### Problem to solve
Would you please output only the lines from the one containing "the exposed wire" through the end of the entries below, exactly as written?

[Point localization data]
---

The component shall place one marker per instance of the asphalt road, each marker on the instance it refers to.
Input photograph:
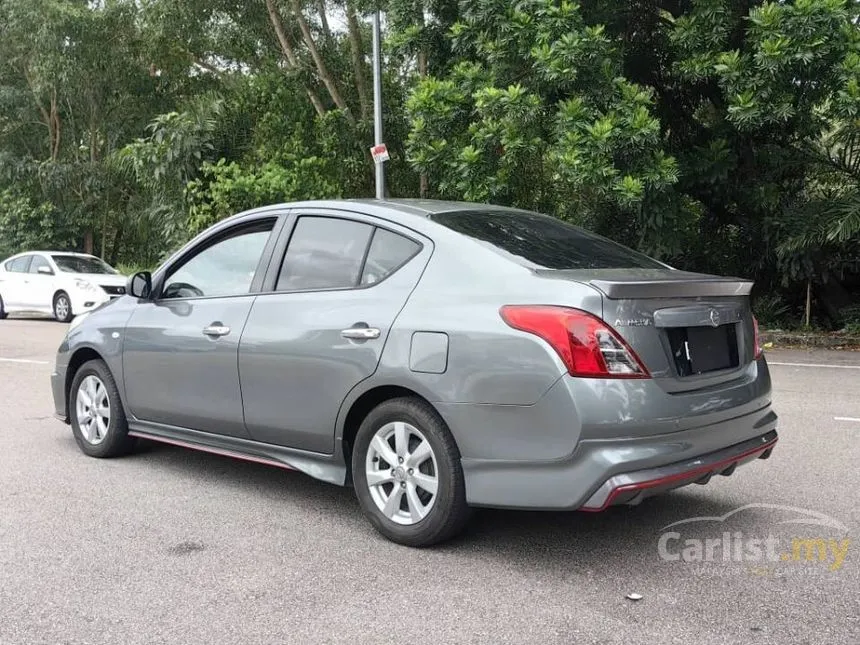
(174, 546)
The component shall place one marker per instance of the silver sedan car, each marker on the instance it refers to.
(435, 356)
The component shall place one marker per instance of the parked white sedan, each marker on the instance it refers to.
(61, 284)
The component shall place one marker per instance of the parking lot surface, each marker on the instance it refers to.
(174, 546)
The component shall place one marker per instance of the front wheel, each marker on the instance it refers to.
(407, 474)
(63, 307)
(97, 415)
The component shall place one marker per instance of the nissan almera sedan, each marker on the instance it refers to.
(435, 356)
(57, 283)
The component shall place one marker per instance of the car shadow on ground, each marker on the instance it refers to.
(621, 533)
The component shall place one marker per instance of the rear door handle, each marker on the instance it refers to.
(360, 333)
(216, 329)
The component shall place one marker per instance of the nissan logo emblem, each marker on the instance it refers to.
(714, 315)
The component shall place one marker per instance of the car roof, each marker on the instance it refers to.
(402, 210)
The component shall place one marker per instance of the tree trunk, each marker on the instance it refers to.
(322, 70)
(114, 251)
(55, 127)
(290, 53)
(423, 180)
(357, 50)
(323, 18)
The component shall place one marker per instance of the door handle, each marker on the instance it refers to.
(360, 333)
(215, 330)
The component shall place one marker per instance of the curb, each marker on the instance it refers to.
(797, 339)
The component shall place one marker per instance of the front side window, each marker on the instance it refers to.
(225, 268)
(19, 265)
(82, 264)
(324, 253)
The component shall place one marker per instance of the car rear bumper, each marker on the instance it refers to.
(633, 487)
(603, 472)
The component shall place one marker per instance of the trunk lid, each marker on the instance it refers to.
(691, 330)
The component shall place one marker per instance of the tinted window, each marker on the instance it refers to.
(19, 265)
(388, 252)
(324, 253)
(226, 268)
(544, 242)
(82, 264)
(39, 261)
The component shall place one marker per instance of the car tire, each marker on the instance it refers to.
(97, 415)
(63, 307)
(395, 501)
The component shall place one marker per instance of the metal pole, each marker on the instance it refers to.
(377, 104)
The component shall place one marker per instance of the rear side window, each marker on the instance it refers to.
(544, 242)
(324, 253)
(388, 252)
(39, 262)
(19, 265)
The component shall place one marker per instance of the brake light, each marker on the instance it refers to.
(586, 344)
(759, 350)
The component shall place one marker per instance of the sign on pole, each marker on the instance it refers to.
(379, 153)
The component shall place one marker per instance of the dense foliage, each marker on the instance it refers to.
(719, 135)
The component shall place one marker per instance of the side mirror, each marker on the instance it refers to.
(140, 285)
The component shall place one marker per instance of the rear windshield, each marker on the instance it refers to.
(544, 242)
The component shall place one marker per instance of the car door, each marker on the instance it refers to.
(180, 349)
(14, 287)
(321, 328)
(40, 284)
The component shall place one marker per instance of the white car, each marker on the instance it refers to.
(62, 284)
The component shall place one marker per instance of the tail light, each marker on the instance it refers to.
(757, 339)
(586, 344)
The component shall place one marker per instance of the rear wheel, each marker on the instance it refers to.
(407, 474)
(63, 307)
(97, 415)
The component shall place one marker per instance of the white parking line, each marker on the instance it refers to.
(839, 367)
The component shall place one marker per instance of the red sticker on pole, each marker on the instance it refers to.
(379, 153)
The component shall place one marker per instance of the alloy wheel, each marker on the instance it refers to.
(92, 408)
(61, 308)
(402, 474)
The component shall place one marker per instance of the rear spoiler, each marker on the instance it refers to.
(673, 287)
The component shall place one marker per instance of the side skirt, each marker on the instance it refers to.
(323, 467)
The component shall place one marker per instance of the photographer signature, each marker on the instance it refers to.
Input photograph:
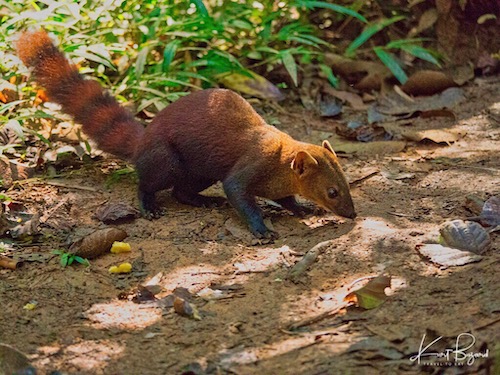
(459, 354)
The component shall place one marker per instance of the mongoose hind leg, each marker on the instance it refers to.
(155, 176)
(187, 192)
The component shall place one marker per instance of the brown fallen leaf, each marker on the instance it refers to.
(26, 228)
(490, 214)
(365, 75)
(307, 260)
(97, 243)
(184, 308)
(372, 294)
(354, 100)
(370, 148)
(394, 106)
(427, 82)
(116, 212)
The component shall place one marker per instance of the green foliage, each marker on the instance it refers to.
(67, 259)
(153, 52)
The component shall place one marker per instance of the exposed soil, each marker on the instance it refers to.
(79, 326)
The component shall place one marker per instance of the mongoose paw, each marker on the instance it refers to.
(265, 237)
(153, 214)
(211, 202)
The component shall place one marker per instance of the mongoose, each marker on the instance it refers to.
(207, 136)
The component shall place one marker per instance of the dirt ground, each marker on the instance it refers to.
(81, 326)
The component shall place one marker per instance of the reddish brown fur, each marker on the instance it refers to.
(207, 136)
(103, 119)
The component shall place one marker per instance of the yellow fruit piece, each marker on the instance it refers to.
(120, 247)
(30, 306)
(122, 268)
(125, 268)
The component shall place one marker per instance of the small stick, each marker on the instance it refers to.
(361, 179)
(37, 181)
(398, 214)
(7, 262)
(309, 258)
(317, 318)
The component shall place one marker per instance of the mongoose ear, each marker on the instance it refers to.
(302, 161)
(329, 147)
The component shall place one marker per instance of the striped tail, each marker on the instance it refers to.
(113, 128)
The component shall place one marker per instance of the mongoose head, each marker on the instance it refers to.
(322, 180)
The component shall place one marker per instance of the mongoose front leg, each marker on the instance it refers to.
(247, 208)
(291, 204)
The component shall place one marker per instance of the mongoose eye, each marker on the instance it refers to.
(332, 193)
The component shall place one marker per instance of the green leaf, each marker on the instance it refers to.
(96, 58)
(290, 65)
(336, 8)
(391, 63)
(82, 260)
(420, 52)
(64, 259)
(368, 33)
(169, 54)
(202, 9)
(401, 42)
(141, 62)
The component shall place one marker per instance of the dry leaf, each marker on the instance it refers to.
(490, 214)
(373, 73)
(446, 256)
(465, 235)
(394, 106)
(184, 308)
(116, 212)
(427, 82)
(372, 294)
(370, 148)
(354, 100)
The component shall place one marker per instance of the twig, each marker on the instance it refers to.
(60, 184)
(7, 262)
(48, 214)
(37, 181)
(361, 179)
(309, 258)
(398, 214)
(317, 318)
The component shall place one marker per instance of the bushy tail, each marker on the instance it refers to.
(113, 128)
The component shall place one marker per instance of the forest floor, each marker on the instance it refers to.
(246, 302)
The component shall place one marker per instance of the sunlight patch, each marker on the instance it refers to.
(123, 315)
(88, 356)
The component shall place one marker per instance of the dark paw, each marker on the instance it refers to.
(155, 213)
(211, 202)
(267, 236)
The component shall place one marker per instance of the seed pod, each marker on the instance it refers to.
(97, 243)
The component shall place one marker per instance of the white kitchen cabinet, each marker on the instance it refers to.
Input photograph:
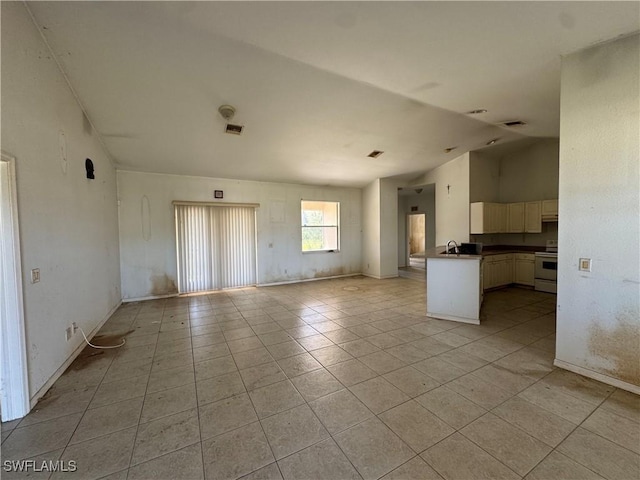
(533, 217)
(515, 217)
(550, 210)
(523, 270)
(497, 270)
(452, 288)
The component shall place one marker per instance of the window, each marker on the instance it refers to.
(320, 224)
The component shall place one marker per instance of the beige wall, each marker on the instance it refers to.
(598, 321)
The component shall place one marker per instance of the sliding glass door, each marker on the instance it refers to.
(216, 247)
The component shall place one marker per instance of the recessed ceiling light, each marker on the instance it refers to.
(234, 129)
(514, 123)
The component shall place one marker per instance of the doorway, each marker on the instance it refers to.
(416, 240)
(14, 386)
(216, 246)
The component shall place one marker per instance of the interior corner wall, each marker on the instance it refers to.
(148, 262)
(484, 175)
(68, 224)
(530, 174)
(598, 318)
(371, 229)
(452, 199)
(388, 228)
(425, 201)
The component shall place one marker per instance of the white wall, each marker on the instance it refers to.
(388, 228)
(598, 326)
(68, 224)
(149, 266)
(452, 204)
(531, 173)
(484, 177)
(371, 229)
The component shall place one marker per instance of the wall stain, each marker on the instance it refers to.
(329, 272)
(620, 346)
(162, 285)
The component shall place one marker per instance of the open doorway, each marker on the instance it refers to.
(416, 239)
(14, 387)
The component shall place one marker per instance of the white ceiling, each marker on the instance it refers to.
(318, 85)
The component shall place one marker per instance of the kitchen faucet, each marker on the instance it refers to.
(455, 246)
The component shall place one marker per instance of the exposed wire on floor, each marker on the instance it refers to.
(100, 346)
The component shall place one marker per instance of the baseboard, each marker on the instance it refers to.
(585, 372)
(58, 373)
(289, 282)
(380, 277)
(150, 297)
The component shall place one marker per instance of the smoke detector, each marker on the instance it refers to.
(227, 112)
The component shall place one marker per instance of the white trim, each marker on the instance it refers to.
(58, 373)
(14, 379)
(302, 280)
(585, 372)
(150, 297)
(379, 277)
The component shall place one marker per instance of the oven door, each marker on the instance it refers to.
(546, 267)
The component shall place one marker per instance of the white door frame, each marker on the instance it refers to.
(14, 381)
(408, 235)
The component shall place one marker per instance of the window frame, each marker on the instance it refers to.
(323, 226)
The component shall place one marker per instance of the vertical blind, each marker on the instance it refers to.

---

### Exercise result
The component shall place one marker per instance of the exposed wire on floor, each marker on the instance it refers to.
(100, 346)
The component shall place one marker per instance of the baseboard, each marker on the instance it refers to.
(585, 372)
(58, 373)
(289, 282)
(380, 277)
(150, 297)
The component shall place one marker per instance of the smoke detector, each marker on the instance it refers to.
(227, 112)
The component shall place one marker per instance of the white trim, each marker on the instance it refers to.
(58, 373)
(14, 379)
(302, 280)
(585, 372)
(150, 297)
(379, 277)
The component shall place one marker per instance of the oven door, each marker on the instance it refers to.
(546, 267)
The component shall place one marker per instance of the white door frame, each marker on the instance it refers to.
(14, 381)
(408, 235)
The component shall place one marker per instance of the window frame, each marker on the instance it refers to.
(323, 226)
The component shall place one marker per instance of the vertical blind, each marker on the instance it refers to.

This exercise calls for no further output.